Start of RECORDS
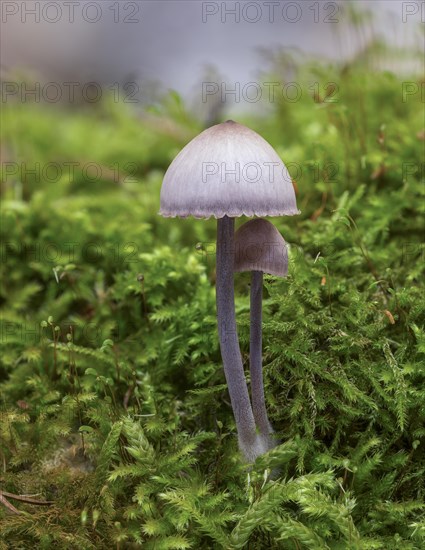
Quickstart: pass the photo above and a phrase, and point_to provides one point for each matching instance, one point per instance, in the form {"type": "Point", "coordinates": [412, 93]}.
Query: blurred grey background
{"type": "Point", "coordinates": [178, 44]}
End of RECORDS
Start of RECORDS
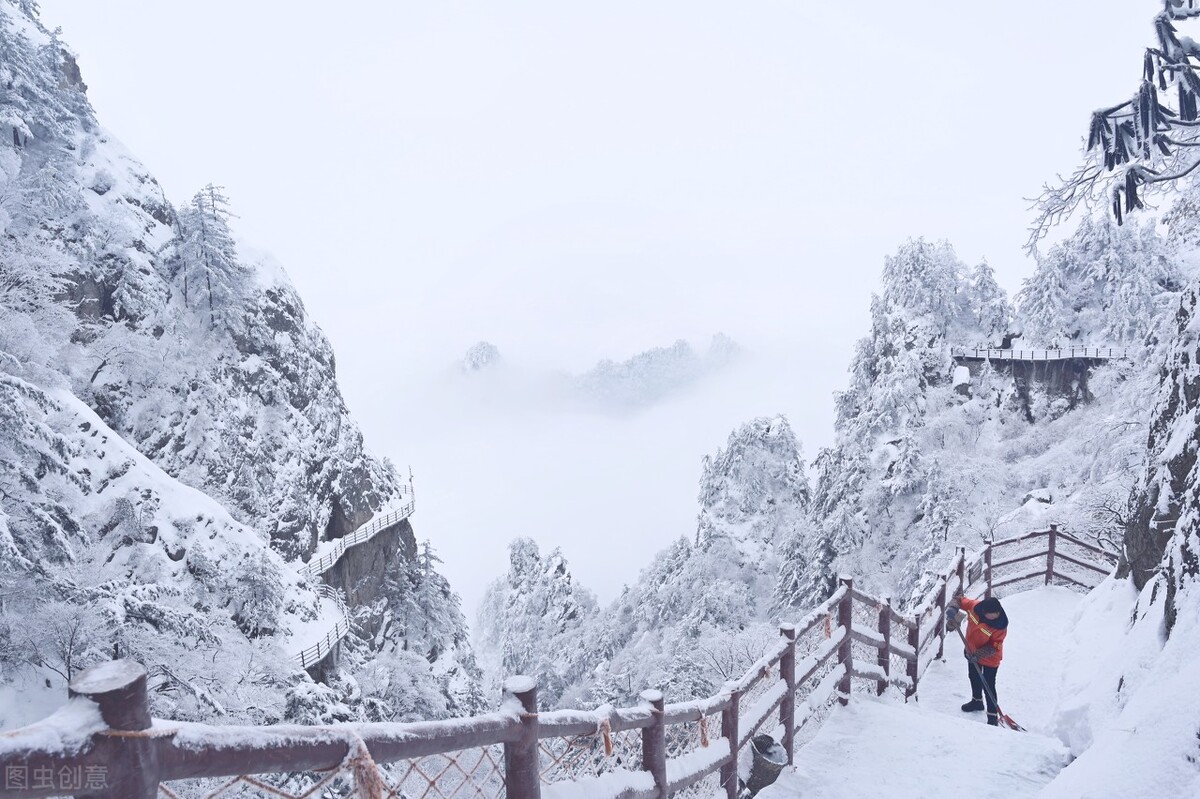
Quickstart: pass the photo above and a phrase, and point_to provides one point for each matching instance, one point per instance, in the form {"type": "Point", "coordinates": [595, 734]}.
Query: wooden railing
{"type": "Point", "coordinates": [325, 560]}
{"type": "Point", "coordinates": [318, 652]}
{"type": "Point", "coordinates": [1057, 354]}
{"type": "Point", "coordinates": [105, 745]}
End of RECORDS
◆ **WHAT THE EXERCISE ASKS**
Write out every line of the preceding listing that contains "each".

◆ **YOUR RESPONSE**
Quickstart: pass the photo above and a phrase, and point_to provides one point for each matching instance, one point per instance, in the form {"type": "Point", "coordinates": [412, 93]}.
Quickstart: pass the photo above and a phrase, and point_to provides one point for each matching instance, one point per instance, in the form {"type": "Point", "coordinates": [595, 734]}.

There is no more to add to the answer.